### Consigne A
Répondez à ces questions à partir de l'article sur l'embolie pulmonaire :
(i) Quelle part des angioscanners inutiles l'association du taux de D-dimères ajusté à l'âge et du score YEARS permettrait-elle d'éviter ?
(ii) Quels scores laissent nombre de patients dans la catégorie « risque intermédiaire » ?
(iii) Selon certaines études, l'angioscan serait positif pour quel pourcentage des demandes de suspicion d'embolie pulmonaire ?
### Consigne B
Reprenez l'article sur l'embolie pulmonaire et rédigez sa suite à partir de sa dernière phrase.
+++ Texte à examiner +++
Médecine générale
Embolie pulmonaire : le taux de D-dimères ajusté à l’âge réduit les angioscanners inutiles
Quand une embolie pulmonaire ne peut pas être éliminée d’emblée par les scores cliniques habituels, l’utilisation du taux de D-Dimères ajusté à l’âge combiné au score YEARS permettrait d’améliorer la précision diagnostique aux urgences et d’éviter un quart des angioscanners inutiles.
- jovanjaric/istock
Le diagnostic d’embolie pulmonaire peut parfois être difficile car les symptômes ne sont pas toujours très spécifiques et même l’utilisation des scores de Wells ou de Genève laissent nombre de patients dans la catégorie « risque intermédiaire ». L’angioscanner est un examen performant mais s’il est demandé sans argument clinique évident, le risque d’encombrement des services de radiologie est majeur pour un faible rendement : dans certaines études, l’angioscan ne serait positif que pour 10% des demandes de suspicion d’embolie pulmonaire.
+++ Données +++
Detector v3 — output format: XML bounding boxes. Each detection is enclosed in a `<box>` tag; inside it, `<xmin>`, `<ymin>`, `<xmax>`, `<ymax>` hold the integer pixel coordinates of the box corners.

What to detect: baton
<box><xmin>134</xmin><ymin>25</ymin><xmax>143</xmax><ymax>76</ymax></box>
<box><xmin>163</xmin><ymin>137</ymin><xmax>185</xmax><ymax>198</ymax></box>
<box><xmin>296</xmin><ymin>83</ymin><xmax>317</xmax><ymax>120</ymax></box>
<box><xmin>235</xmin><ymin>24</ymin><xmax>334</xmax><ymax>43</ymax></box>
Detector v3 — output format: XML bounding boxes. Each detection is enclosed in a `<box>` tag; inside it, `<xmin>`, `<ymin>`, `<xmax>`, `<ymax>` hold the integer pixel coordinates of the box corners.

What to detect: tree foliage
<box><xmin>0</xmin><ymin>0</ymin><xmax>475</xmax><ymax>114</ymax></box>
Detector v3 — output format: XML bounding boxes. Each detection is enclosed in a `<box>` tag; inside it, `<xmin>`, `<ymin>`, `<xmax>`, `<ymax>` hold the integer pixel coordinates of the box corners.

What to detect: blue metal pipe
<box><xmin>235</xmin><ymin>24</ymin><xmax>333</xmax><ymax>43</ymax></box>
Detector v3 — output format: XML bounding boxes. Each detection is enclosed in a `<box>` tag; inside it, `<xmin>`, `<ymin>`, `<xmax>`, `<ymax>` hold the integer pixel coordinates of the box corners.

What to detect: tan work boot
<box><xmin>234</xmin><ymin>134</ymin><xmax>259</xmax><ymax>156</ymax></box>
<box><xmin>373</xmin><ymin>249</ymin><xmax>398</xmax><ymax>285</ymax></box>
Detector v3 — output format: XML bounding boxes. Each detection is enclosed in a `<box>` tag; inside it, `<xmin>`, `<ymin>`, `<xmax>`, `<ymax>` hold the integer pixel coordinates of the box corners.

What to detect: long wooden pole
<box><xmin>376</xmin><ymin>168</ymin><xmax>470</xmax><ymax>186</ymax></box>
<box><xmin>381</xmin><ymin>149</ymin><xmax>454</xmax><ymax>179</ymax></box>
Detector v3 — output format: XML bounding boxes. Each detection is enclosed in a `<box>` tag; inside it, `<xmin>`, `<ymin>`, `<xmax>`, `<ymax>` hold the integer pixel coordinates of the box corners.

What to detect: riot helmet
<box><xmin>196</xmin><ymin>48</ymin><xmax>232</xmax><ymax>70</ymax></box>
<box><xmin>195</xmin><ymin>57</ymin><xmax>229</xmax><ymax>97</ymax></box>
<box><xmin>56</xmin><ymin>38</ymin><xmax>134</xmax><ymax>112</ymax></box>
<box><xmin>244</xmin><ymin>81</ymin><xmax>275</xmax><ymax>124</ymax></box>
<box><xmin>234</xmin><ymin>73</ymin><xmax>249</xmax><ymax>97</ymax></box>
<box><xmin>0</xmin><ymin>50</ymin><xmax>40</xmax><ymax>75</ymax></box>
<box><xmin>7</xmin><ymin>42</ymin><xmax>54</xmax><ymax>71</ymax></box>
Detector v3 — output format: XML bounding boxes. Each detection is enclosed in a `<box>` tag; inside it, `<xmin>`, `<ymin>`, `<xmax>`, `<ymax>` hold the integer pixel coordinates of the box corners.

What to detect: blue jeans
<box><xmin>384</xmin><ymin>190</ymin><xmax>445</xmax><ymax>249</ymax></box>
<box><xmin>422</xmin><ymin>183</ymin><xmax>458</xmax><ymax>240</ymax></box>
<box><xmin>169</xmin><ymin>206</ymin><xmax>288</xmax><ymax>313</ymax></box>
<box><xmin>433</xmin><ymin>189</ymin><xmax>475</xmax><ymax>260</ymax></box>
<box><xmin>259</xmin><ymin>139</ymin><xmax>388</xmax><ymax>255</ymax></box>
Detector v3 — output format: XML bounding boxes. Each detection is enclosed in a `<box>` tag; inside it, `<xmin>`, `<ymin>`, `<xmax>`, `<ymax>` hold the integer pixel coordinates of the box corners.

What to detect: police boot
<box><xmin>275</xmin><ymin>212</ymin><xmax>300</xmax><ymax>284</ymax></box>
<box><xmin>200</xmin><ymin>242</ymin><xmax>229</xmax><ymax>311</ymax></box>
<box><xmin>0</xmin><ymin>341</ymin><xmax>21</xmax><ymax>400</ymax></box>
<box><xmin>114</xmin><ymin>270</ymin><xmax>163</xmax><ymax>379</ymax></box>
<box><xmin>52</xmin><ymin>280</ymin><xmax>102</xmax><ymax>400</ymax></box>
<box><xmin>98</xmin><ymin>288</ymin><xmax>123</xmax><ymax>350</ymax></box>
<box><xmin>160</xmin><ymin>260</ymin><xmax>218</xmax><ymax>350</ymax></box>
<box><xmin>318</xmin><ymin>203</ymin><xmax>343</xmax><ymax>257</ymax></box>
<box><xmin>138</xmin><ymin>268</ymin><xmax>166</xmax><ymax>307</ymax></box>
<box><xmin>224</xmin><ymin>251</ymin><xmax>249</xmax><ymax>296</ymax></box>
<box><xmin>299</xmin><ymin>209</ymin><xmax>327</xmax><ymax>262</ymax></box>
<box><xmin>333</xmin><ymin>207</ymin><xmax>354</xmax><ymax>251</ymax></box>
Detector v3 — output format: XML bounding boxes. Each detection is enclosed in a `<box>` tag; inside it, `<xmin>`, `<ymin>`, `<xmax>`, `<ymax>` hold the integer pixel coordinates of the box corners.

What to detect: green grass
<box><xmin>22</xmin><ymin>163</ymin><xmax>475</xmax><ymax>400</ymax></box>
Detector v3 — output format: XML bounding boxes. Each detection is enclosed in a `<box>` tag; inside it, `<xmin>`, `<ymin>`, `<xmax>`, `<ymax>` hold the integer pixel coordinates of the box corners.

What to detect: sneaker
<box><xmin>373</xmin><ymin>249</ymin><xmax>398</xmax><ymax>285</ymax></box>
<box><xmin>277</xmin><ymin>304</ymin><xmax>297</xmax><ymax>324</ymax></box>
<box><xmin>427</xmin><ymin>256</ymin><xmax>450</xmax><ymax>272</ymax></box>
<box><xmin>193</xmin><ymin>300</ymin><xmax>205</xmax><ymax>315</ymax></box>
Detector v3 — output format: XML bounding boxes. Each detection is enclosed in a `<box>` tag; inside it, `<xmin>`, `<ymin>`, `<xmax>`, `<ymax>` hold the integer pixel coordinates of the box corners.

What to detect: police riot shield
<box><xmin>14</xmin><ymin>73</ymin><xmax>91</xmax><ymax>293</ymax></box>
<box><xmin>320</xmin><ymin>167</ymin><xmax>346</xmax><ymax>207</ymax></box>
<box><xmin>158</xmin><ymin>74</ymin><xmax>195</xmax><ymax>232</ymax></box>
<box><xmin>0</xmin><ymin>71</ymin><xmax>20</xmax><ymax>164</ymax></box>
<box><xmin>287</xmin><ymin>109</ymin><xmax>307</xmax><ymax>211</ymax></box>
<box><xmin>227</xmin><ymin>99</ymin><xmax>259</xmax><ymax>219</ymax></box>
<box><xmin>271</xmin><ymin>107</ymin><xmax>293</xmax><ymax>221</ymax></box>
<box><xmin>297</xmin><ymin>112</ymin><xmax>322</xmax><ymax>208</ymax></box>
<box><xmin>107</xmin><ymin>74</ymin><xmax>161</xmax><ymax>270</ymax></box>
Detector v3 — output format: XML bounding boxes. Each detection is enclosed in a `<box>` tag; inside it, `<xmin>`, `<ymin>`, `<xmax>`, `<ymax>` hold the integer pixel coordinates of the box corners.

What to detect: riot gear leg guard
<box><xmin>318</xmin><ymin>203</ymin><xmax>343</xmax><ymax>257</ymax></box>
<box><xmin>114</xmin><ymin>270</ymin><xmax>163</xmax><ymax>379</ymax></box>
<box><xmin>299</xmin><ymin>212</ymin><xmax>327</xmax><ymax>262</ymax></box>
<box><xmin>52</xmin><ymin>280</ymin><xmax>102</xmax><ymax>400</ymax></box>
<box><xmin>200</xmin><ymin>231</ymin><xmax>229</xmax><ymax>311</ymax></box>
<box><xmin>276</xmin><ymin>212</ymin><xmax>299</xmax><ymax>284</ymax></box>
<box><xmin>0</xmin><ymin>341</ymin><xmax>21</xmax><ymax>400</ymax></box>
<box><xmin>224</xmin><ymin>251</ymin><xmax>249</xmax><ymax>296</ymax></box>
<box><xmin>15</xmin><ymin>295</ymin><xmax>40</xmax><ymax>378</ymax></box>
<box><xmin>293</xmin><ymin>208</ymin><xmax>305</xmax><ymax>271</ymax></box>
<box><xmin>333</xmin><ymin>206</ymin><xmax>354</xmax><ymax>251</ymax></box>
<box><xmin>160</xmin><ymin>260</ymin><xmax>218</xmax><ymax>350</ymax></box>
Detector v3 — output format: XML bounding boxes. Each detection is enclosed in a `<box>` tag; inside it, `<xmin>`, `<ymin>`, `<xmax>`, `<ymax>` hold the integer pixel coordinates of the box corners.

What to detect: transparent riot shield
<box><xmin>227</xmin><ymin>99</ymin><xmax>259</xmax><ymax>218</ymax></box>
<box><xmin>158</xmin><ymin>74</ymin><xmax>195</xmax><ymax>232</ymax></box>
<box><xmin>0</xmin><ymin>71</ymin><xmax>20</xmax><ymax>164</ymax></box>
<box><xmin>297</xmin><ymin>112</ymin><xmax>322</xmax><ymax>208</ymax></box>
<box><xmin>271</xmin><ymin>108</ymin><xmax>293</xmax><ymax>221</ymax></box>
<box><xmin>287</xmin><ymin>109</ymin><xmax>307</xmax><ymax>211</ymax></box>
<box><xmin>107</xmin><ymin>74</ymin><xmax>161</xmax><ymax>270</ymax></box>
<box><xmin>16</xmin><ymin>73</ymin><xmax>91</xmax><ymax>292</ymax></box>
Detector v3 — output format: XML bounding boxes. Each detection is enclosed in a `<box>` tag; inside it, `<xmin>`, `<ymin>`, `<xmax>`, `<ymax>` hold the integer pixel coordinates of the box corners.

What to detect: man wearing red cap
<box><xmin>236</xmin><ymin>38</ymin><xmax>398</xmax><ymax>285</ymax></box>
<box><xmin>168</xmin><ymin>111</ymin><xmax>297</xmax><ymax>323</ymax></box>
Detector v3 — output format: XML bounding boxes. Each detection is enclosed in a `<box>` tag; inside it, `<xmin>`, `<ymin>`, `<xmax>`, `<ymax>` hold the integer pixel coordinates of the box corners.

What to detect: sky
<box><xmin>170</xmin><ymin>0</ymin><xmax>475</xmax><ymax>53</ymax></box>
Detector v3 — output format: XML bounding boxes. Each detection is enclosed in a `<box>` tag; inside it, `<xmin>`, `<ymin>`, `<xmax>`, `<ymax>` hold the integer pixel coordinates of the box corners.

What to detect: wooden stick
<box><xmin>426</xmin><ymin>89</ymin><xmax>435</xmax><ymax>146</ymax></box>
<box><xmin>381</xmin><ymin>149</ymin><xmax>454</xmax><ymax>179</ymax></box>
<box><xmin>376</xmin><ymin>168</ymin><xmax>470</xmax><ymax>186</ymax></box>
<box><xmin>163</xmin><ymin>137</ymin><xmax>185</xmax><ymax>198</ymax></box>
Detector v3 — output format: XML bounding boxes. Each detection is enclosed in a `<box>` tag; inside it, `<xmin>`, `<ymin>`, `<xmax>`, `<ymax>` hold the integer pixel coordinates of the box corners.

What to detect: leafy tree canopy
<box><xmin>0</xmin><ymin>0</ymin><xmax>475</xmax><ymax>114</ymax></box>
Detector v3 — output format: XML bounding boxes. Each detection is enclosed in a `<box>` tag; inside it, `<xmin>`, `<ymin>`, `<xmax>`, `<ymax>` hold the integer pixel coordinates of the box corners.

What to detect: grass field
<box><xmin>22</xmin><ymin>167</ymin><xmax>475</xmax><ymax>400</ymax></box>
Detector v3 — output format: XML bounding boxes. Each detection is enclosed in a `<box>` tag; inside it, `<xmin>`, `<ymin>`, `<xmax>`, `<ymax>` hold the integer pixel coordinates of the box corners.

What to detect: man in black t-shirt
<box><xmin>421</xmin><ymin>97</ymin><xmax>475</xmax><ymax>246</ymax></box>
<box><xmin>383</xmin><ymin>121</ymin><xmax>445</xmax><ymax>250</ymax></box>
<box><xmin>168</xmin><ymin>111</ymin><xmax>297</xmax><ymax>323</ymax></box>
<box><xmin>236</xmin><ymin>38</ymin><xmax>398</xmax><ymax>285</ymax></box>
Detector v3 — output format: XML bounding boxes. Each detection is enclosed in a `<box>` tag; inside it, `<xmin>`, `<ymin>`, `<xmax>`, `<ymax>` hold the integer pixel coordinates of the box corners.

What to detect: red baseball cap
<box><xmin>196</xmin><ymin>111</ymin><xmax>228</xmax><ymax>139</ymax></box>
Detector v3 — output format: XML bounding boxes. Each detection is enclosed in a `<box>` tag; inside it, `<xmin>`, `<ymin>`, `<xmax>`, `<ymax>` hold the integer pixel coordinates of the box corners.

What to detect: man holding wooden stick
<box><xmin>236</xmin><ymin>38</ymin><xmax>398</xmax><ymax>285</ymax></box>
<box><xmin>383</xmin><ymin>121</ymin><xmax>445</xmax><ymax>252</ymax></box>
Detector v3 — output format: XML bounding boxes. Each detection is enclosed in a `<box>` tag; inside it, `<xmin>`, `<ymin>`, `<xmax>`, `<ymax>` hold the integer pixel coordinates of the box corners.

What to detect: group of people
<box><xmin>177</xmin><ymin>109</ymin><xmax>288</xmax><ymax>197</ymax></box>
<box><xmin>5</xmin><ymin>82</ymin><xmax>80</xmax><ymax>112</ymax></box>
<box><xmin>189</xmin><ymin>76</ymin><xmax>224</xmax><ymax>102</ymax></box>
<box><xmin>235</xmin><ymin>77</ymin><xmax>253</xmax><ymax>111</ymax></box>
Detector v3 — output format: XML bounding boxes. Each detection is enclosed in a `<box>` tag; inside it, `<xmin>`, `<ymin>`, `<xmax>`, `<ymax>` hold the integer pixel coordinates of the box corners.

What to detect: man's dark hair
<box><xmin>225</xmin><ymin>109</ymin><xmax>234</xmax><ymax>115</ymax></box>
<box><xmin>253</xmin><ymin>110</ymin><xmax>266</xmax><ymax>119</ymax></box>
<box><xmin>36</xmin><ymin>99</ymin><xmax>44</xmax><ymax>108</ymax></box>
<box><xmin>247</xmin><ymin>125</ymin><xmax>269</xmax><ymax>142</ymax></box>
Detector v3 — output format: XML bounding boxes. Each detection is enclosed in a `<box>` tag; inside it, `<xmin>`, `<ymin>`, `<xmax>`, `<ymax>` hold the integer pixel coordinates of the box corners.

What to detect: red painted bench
+++
### Réponse A
(i) Un quart.
(ii) Les scores de Wells ou de Genève.
(iii) 10 %.

### Réponse B
C’est l’intérêt majeur d’une étude française chez les patients à risque intermédiaire d’embolie pulmonaire, réalisée aux urgences, qui permet de réduire les angioscans inutiles tout en améliorant la précision diagnostic : il s’agit de combiner un score clinique YEARS avec un ajustement du taux de D-dimères à l’âge (âge x 10). L’étude est publiée dans le JAMA.
Réduction d’un quart des angioscans
Dans cet essai de non-infériorité, randomisé en cluster et cross-over, qui a inclus 1 414 patients avec une suspicion d'embolie pulmonaire en France et en Espagne, le risque à 3 mois d'un événement thromboembolique manqué en utilisant la stratégie de diagnostic testée dans l’étude (score YEARS et D-dimères ajustés à l’âge), par rapport à une stratégie conventionnelle, est de 0,15% contre 0,80% ; l'intervalle de confiance de cette différence ne dépasse pas la marge de non-infériorité de 1,35 %.
L’imagerie thoracique (angioscanner ou scintigraphie pulmonaire) a été réalisée chez une proportion significativement plus faible de patients du groupe intervention (30,4%) que du groupe témoin (40,0%), et la durée de séjour aux urgences a été plus courte de 1,6 heure dans le groupe intervention que dans le groupe témoin.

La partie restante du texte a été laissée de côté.